*SUPPLIED ENTRIES:*

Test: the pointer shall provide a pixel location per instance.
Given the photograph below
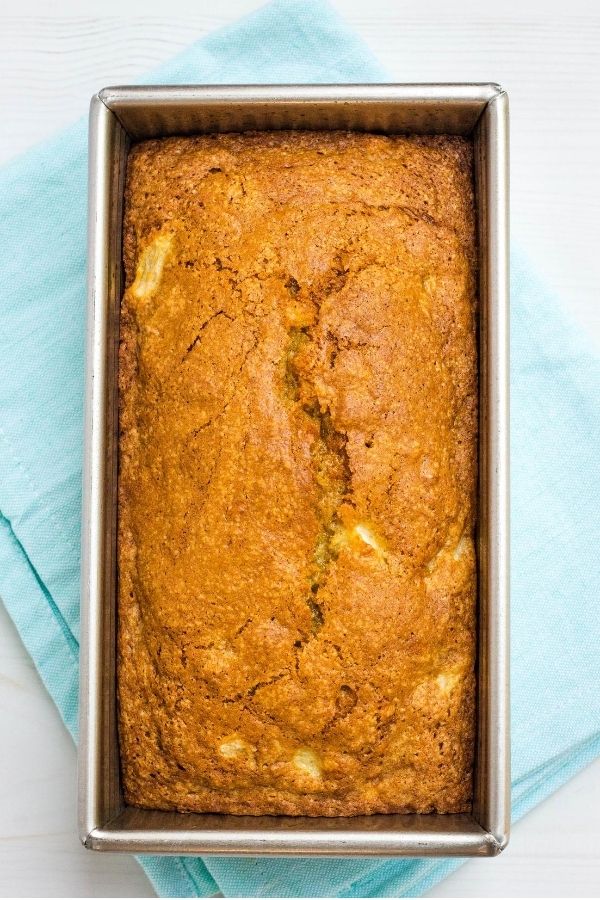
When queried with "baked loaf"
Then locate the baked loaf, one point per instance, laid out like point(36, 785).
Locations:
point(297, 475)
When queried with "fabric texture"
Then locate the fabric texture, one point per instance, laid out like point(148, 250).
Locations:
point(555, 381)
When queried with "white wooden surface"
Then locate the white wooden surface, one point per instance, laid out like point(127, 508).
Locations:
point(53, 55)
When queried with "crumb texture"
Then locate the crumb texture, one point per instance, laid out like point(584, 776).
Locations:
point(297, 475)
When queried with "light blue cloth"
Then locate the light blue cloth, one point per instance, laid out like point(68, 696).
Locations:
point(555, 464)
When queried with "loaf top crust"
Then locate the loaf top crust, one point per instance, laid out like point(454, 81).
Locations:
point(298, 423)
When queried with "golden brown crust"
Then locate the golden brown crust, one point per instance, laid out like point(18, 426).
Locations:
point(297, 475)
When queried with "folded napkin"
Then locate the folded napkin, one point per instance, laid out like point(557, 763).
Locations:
...
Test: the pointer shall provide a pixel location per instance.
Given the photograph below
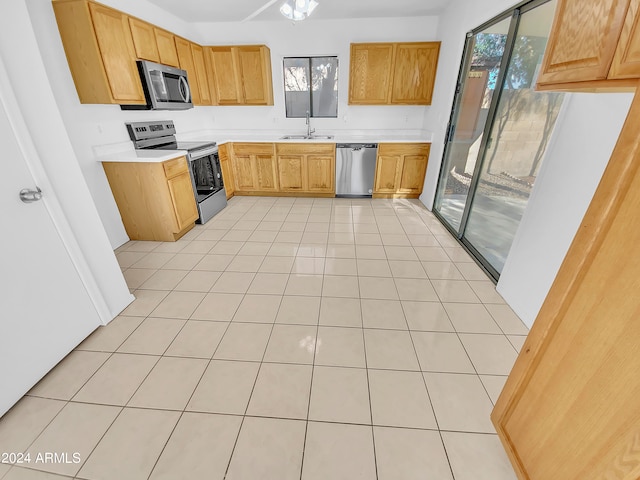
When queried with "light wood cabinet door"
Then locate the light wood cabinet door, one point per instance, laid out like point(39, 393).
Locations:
...
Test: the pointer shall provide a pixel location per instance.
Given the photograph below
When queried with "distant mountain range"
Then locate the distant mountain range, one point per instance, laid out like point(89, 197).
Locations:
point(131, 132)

*JOB:*
Pick out each line above that contains the string "with", treating uppercase and lowercase letters as different.

*PROBLEM SOLUTION:*
When queried with "baked loaf"
When queried with "fabric texture"
When queried with "white wooden surface"
When queried with "crumb texture"
When queried with "light blue cloth"
When queried with "loaf top crust"
When queried with "golden brown crust"
When queried with "folded napkin"
When queried with "light wood cabinet door"
When queried with "distant mountain range"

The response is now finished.